• [WHAT THIS TASK INVOLVES]
Reproduce exactly the lines from the line containing "the white debris" through the end of the records below, including both ends, and nothing else.

⁂

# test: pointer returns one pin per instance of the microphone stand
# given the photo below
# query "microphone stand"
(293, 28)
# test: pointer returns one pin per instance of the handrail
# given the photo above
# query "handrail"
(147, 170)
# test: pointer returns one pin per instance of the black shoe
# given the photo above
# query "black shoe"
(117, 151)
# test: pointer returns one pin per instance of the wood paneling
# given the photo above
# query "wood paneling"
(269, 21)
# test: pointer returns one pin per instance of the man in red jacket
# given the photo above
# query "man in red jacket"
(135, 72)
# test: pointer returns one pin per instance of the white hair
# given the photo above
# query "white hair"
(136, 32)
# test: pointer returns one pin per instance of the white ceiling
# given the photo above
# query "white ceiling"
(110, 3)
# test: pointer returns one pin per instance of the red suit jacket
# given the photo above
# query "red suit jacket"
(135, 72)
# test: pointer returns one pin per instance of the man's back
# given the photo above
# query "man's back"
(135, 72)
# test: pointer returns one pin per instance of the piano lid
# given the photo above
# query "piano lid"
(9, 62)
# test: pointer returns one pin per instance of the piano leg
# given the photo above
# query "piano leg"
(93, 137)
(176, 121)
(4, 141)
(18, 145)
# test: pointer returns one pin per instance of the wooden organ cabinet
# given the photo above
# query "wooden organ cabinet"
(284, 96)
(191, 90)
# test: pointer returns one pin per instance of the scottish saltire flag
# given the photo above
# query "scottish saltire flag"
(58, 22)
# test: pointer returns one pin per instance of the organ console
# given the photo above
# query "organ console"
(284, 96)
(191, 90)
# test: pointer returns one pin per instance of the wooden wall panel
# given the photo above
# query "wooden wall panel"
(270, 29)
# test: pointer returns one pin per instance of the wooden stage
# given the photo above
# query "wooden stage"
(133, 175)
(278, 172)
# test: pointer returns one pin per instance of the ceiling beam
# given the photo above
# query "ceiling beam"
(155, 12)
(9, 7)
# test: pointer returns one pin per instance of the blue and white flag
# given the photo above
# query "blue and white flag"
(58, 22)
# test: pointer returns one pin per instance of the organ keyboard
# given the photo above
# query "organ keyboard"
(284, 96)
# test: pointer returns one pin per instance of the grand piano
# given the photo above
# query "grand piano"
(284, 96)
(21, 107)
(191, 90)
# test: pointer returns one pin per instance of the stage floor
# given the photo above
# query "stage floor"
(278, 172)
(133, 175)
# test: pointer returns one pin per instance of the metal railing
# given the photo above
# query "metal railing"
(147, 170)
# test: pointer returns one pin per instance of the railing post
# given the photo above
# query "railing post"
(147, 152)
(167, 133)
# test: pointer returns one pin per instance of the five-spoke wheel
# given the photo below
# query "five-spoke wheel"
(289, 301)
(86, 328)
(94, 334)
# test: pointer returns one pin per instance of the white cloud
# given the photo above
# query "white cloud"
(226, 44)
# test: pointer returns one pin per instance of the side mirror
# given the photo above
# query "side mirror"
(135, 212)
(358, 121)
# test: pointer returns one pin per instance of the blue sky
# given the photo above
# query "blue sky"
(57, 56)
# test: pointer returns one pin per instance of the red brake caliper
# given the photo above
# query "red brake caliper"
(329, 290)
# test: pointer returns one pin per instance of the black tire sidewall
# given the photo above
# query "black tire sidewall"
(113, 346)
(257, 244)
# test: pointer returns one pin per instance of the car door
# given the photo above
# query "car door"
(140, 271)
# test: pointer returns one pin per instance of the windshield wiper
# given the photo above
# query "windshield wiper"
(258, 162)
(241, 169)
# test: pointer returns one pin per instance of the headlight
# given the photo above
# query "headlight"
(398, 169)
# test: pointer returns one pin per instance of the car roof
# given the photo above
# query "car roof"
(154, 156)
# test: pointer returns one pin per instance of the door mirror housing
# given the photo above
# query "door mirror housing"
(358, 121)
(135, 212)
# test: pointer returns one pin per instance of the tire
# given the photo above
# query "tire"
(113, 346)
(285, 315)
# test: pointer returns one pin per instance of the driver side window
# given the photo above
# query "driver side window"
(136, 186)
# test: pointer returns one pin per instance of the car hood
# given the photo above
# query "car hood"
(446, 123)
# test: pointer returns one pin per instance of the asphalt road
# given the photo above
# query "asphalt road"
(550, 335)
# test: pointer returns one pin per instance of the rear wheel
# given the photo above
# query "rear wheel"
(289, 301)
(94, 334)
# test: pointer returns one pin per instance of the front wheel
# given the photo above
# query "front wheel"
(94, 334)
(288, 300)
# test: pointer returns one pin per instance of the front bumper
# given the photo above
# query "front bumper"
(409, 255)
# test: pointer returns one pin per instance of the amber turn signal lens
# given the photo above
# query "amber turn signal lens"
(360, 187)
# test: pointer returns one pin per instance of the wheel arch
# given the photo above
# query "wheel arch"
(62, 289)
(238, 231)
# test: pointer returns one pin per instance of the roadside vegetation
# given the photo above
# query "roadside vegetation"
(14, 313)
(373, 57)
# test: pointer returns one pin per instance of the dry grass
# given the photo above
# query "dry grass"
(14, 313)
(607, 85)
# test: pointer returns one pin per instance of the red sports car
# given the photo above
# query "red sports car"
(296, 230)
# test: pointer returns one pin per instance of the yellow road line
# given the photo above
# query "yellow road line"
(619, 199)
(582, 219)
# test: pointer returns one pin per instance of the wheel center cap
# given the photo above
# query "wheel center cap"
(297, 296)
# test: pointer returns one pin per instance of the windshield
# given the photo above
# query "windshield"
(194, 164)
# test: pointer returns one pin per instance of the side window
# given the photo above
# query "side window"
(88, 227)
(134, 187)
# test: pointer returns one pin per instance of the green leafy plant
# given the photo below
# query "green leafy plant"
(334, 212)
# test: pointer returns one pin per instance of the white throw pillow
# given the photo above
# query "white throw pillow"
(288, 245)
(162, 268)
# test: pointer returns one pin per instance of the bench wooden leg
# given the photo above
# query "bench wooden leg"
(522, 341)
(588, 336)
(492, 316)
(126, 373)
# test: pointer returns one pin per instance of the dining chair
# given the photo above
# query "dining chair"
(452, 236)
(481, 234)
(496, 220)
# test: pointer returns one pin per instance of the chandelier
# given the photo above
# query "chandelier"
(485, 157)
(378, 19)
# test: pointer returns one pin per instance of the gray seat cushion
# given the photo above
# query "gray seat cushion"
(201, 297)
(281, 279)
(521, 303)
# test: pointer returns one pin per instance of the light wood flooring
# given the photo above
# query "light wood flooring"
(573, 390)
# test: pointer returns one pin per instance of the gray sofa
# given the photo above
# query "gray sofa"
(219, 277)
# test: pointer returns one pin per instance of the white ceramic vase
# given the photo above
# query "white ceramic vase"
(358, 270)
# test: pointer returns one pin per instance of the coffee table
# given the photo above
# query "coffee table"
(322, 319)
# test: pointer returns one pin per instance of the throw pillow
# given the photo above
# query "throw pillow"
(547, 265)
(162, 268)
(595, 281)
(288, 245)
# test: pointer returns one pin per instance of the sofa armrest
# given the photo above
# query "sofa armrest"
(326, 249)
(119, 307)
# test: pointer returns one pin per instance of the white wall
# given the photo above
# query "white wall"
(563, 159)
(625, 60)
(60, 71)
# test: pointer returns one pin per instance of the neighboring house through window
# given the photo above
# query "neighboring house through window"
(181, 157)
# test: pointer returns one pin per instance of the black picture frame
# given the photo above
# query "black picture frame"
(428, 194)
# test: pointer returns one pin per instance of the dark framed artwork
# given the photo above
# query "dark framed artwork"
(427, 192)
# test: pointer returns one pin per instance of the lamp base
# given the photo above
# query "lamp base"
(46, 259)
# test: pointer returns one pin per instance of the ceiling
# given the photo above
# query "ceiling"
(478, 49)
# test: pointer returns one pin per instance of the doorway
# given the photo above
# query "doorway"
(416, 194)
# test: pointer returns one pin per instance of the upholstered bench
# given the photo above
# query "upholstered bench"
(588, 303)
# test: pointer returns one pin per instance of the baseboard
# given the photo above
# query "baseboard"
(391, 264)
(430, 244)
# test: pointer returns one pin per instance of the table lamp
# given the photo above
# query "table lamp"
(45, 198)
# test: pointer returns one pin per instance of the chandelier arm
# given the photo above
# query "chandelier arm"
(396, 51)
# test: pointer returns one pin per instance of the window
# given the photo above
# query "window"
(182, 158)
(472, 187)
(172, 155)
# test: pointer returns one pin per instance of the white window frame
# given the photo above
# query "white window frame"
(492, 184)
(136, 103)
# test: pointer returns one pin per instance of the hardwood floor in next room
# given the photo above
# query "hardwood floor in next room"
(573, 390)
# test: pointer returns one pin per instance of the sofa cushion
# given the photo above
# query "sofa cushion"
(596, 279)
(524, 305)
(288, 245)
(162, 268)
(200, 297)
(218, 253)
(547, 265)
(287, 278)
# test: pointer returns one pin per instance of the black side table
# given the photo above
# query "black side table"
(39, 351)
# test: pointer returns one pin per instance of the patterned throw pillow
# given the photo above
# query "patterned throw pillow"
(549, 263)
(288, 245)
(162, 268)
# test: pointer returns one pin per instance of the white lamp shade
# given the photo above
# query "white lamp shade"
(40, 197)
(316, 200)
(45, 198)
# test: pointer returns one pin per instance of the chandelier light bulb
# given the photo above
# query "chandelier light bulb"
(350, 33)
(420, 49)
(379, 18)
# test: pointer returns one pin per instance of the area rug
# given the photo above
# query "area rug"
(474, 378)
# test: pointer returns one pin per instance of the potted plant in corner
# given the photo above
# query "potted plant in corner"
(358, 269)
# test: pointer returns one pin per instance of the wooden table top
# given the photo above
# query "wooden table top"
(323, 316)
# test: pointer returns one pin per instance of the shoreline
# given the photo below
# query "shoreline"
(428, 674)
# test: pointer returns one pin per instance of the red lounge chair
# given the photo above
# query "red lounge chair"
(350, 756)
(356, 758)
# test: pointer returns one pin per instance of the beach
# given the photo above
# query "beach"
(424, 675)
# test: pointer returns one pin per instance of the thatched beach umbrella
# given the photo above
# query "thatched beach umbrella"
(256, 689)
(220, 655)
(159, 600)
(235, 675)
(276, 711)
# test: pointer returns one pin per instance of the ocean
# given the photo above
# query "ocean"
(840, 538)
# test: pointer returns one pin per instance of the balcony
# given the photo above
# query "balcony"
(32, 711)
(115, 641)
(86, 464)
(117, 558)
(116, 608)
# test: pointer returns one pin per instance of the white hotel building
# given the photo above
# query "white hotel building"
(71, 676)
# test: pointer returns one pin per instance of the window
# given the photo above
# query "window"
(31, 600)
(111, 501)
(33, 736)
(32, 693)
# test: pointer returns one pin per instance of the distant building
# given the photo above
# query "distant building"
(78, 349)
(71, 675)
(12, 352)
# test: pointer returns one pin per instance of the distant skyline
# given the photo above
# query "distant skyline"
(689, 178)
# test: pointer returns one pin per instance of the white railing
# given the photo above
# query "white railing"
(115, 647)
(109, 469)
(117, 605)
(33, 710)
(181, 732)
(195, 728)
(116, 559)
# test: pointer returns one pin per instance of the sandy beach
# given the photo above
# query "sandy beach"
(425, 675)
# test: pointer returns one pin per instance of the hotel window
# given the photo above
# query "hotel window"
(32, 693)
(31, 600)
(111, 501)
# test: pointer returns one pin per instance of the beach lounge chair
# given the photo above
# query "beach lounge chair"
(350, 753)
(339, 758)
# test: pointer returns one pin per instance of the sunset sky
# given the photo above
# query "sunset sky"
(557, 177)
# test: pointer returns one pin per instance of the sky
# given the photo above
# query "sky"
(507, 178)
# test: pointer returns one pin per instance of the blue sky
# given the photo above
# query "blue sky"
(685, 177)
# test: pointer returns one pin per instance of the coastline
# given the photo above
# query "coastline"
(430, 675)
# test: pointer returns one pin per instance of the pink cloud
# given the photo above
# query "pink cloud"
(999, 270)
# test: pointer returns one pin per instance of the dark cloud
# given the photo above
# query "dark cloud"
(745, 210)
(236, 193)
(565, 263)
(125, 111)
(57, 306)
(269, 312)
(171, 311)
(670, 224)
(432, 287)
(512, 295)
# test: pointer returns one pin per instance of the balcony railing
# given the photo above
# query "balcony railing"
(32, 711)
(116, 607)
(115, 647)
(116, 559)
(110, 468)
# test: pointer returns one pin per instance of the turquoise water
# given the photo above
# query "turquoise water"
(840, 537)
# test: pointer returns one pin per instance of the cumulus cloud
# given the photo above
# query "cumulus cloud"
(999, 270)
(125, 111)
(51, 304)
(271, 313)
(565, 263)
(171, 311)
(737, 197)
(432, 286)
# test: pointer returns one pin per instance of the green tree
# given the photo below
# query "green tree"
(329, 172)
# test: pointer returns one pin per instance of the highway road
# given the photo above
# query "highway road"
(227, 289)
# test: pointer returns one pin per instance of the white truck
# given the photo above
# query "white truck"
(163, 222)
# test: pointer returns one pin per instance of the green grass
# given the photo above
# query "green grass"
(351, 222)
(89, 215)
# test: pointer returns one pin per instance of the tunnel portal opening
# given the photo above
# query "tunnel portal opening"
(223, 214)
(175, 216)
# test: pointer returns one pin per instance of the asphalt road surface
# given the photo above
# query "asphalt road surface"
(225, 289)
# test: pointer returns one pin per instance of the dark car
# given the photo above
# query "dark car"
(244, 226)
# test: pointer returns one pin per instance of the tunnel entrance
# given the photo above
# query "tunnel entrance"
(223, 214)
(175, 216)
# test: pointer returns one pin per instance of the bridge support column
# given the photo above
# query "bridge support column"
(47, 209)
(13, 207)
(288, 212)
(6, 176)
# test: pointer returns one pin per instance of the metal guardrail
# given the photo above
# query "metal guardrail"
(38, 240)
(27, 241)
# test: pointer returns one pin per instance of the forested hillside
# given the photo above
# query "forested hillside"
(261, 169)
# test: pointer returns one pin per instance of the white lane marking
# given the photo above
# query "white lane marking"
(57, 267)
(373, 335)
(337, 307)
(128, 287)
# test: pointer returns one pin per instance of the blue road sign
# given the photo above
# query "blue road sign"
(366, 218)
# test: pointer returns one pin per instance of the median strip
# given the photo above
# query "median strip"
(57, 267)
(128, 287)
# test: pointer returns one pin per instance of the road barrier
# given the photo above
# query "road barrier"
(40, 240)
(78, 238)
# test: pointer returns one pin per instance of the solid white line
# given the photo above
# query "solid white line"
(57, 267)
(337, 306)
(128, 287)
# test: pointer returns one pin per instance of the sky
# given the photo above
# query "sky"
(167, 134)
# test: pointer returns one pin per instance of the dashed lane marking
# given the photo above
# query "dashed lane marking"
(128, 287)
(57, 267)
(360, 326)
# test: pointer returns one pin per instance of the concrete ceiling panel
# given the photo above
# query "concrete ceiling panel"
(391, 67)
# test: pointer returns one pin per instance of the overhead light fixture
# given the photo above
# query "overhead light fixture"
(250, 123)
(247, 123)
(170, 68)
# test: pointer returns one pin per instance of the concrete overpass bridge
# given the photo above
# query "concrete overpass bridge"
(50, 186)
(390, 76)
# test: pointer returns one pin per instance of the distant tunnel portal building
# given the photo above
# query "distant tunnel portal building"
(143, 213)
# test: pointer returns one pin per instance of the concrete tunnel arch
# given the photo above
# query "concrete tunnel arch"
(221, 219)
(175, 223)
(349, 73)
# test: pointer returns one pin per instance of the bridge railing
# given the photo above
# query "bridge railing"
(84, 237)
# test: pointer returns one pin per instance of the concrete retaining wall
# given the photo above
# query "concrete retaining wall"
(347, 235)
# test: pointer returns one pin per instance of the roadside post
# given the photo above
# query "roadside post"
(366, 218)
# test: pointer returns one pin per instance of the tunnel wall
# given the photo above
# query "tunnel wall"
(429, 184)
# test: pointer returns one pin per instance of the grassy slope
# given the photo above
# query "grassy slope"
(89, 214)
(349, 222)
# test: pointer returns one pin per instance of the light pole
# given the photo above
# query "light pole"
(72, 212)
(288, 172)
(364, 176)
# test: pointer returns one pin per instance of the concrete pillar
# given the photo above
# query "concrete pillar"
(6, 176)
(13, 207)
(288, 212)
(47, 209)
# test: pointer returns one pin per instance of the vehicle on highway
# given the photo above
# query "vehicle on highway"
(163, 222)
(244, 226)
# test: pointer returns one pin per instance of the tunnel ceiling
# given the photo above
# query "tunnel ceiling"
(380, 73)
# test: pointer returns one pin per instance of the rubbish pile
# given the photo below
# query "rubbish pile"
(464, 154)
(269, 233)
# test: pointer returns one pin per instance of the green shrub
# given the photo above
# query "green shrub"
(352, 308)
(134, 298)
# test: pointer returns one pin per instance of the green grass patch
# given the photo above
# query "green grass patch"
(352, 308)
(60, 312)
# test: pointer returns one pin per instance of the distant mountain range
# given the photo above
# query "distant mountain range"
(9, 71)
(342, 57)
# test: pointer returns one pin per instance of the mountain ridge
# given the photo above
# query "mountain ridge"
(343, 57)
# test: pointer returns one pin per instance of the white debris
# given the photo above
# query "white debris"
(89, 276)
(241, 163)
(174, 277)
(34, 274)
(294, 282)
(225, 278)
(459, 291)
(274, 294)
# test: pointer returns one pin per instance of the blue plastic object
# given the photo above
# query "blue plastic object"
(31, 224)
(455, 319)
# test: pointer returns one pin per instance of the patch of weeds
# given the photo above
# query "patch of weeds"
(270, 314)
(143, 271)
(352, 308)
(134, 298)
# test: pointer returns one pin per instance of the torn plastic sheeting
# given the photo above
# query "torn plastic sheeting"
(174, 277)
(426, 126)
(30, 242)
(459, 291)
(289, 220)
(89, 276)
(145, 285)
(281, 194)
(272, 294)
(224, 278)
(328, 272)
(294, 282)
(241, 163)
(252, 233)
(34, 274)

⁂

• [RIGHT ANSWER]
# test: pointer returns one pin per instance of the white debris
# given the photo above
# query "white debris"
(89, 276)
(241, 163)
(174, 277)
(34, 274)
(294, 282)
(225, 278)
(459, 291)
(274, 294)
# test: pointer returns one pin per instance of the blue plastic object
# given the photo above
# query "blue plastic object"
(31, 224)
(455, 319)
# test: pointer returns one pin per instance of the patch of weeds
# given the photo above
# query "patch of weeds"
(270, 314)
(143, 271)
(352, 308)
(134, 298)
# test: pointer returns one pin per instance of the torn plastic sheeting
# given the photo above
# query "torn plastic sheeting"
(174, 277)
(426, 126)
(30, 242)
(459, 291)
(289, 220)
(89, 276)
(145, 285)
(281, 194)
(272, 294)
(224, 278)
(328, 272)
(294, 282)
(241, 163)
(252, 233)
(34, 274)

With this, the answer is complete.